> [USING THE INFORMATION]
**a)** Answer these questions using the passage on trust in government. Keep each answer on its own line, labeled like the question.
(i) According to PEW Research, what percentage of Americans trusted the government to do the right thing on their behalf in 1958?
(ii) In 1958, what two things could veterans still get federal subsidies for?
(iii) Which two things does the passage say are increasingly rare?
**b)** List the three adjectives the passage on trust in government uses to describe how the culture as a whole appears to have become.
**c)** From the passage on trust in government, reproduce the text starting with "According to PEW" and going on through "role of government.".

> [PASSAGE]
A Culture of Distrust?
According to PEW Research the percentage of Americans who say they trust the government to do the right thing on their behalf has fallen from 73 percent in 1958 to just 19 percent in 2013. What was going on in 1958? For one thing, veterans were still qualifying for federal subsidies for their education as well as in purchasing a first home. Social Security provided a rock solid safety net for older citizens. Manufacturing was booming. People tended to work for the same company for many years, earning pensions that could be counted on in the process. Politics was most likely no more driven by altruism than it is today, but the American infrastructure was fundamentally firm and resilient. This was a culture in which it may have been easier to trust, both in terms of personal relationships and the perception of the role of government.
A lot has changed since 1958. The above survey tends to confirm a belief that our culture as a whole appears to have become more cynical, skeptical, and distrustful, perhaps because of these changes. Job security and defined pensions, for example, are increasingly rare. And there is frequent talk in government circles about altering the Social Security safety net as well. The politicians tell us not to worry -- but do we believe them? So it may make sense that people are less trusting today.

> [STUDY MATERIAL]
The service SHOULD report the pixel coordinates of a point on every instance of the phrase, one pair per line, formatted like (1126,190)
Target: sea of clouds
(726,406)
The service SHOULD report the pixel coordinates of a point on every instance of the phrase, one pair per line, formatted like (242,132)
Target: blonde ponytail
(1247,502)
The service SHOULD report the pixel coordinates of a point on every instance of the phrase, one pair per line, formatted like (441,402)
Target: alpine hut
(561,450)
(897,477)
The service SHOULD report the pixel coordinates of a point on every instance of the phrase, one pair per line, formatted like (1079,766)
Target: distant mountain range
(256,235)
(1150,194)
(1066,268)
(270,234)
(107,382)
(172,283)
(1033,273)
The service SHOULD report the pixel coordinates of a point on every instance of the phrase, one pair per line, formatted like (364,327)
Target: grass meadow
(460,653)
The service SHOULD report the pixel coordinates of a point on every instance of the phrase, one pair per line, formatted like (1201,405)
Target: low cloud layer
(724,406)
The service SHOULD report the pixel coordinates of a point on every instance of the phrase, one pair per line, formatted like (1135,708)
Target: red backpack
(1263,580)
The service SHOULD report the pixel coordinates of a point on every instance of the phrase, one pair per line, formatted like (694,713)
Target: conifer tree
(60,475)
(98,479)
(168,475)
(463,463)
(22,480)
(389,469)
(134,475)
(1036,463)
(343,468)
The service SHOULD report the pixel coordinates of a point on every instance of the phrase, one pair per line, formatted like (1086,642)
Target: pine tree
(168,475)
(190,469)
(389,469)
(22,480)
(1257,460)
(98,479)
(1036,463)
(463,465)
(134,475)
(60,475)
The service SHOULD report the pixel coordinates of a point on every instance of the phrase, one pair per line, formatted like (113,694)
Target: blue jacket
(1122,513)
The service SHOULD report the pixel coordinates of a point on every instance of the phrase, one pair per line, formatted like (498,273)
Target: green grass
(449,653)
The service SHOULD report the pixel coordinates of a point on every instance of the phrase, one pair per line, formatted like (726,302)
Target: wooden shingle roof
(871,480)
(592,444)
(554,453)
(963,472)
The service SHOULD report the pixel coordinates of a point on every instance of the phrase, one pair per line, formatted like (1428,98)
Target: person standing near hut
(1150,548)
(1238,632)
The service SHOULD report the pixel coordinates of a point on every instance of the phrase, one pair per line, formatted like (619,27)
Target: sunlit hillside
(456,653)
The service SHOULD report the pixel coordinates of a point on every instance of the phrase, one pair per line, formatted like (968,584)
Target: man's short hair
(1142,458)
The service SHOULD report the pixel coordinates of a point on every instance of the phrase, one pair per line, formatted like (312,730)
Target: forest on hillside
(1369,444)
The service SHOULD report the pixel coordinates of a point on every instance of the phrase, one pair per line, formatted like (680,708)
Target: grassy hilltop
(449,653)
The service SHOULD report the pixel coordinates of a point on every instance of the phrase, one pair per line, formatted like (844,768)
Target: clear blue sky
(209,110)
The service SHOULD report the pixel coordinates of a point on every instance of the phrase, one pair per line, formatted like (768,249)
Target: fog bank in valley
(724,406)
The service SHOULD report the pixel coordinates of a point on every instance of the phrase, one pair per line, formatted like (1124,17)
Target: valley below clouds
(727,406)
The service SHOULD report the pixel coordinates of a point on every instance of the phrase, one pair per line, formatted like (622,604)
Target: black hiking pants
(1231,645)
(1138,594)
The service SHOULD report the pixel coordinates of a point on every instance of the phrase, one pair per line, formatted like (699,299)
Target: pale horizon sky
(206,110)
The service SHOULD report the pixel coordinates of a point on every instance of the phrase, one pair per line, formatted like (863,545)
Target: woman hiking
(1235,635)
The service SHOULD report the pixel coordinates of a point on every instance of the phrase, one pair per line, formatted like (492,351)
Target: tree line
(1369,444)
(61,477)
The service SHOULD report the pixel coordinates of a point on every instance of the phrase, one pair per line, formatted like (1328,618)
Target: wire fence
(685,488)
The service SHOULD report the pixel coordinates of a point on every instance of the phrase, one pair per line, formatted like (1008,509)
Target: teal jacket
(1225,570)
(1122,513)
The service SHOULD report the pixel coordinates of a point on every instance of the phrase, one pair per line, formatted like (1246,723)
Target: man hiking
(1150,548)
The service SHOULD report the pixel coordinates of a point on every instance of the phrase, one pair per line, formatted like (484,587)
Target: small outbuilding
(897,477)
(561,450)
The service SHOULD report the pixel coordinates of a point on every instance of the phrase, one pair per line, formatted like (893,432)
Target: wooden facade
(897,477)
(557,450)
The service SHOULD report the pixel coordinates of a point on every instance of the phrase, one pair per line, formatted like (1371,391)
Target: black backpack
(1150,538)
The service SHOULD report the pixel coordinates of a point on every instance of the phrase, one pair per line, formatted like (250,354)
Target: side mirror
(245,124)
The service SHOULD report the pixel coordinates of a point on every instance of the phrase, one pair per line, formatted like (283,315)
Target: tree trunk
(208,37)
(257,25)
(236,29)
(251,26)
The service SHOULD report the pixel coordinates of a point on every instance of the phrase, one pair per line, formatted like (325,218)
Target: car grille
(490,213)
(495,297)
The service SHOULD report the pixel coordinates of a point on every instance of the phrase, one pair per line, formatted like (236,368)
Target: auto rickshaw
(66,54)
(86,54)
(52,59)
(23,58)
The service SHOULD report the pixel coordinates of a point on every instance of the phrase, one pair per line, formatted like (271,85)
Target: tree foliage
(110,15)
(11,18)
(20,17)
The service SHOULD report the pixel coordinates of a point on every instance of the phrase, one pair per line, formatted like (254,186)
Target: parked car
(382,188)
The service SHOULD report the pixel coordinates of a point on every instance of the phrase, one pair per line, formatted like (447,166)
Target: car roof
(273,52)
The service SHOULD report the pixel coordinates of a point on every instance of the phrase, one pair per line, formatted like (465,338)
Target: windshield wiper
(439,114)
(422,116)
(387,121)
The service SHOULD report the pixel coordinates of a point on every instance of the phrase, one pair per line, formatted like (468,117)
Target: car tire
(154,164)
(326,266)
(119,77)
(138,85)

> [RESPONSES PER TASK]
**a)**
(i) 73 percent
(ii) Their education and the purchase of a first home
(iii) Job security and defined pensions

**b)**
- cynical
- skeptical
- distrustful

**c)**
According to PEW Research the percentage of Americans who say they trust the government to do the right thing on their behalf has fallen from 73 percent in 1958 to just 19 percent in 2013. What was going on in 1958? For one thing, veterans were still qualifying for federal subsidies for their education as well as in purchasing a first home. Social Security provided a rock solid safety net for older citizens. Manufacturing was booming. People tended to work for the same company for many years, earning pensions that could be counted on in the process. Politics was most likely no more driven by altruism than it is today, but the American infrastructure was fundamentally firm and resilient. This was a culture in which it may have been easier to trust, both in terms of personal relationships and the perception of the role of government.